*AIM OF THE TASK*.
Using the entries below, output each line exactly from the first through the one that contains "Target: leafy plant".

*INPUT DATA*.
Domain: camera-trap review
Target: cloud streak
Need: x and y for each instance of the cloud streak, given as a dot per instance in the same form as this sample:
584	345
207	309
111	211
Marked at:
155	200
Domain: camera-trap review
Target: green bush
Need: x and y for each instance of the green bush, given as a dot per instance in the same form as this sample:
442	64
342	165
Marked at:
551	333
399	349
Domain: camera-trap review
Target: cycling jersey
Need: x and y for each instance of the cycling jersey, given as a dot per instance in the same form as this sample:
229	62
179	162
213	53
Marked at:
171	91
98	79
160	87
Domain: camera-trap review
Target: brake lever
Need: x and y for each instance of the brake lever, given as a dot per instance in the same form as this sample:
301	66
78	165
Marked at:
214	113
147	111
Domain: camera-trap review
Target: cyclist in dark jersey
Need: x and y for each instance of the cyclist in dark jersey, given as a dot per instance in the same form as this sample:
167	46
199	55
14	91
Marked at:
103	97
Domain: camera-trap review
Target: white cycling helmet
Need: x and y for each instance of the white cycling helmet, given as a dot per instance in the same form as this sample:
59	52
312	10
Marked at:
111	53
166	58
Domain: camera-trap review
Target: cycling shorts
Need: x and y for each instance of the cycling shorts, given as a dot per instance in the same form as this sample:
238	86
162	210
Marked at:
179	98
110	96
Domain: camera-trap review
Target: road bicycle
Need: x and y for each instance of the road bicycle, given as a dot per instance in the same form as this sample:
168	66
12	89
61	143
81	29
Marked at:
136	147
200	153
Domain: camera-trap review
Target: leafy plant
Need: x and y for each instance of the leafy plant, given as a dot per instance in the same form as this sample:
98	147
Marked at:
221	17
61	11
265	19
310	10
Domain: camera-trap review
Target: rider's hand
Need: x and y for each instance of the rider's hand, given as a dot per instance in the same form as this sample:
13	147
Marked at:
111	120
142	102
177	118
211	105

*OUTPUT FOR THIS EXERCISE*.
Domain: camera-trap review
Target: cloud streak
Need: x and y for each instance of the cloud streak, given as a dot per instance in the same form as this sample:
584	345
207	309
111	211
Marked at:
155	200
Domain: camera-trap review
Target: green bush
Need: x and y for each instance of the green bush, given as a dot per instance in the same form as this sample:
442	64
342	165
Marked at:
551	333
399	349
Domain: camera-trap review
Target: cycling jersey
Need: x and y for each instance of the cycling jersey, given as a dot per instance in the same form as this sample:
229	62
179	162
213	53
Marked at:
171	91
98	79
160	87
Domain: camera-trap review
Target: brake lever
Need: x and y for each instance of the brake lever, given as a dot per instance in the same form as this sample:
301	66
78	165
Marked at:
214	113
147	111
Domain: camera-trap review
Target: cyclist in dark jersey
Need: x and y for each instance of the cyclist in dark jersey, given as a dot per instance in the same form as this sample:
167	46
199	55
14	91
Marked at:
103	97
Domain: camera-trap review
Target: white cycling helmet
Need: x and y for each instance of the white cycling helmet, given as a dot per instance in the same form as this sample:
59	52
312	10
Marked at:
111	53
166	58
Domain: camera-trap review
Target: cycling shorts
Need: x and y for each instance of the cycling shorts, given as a dot per instance in the same form as this sample:
238	86
162	210
Marked at:
179	98
110	96
Domain: camera-trap review
Target: road bicycle
Need: x and y for each instance of the road bicycle, given as a dot per instance in the same form as this sample:
168	66
12	89
61	143
81	29
Marked at:
136	147
200	153
Domain: camera-trap review
Target: leafy plant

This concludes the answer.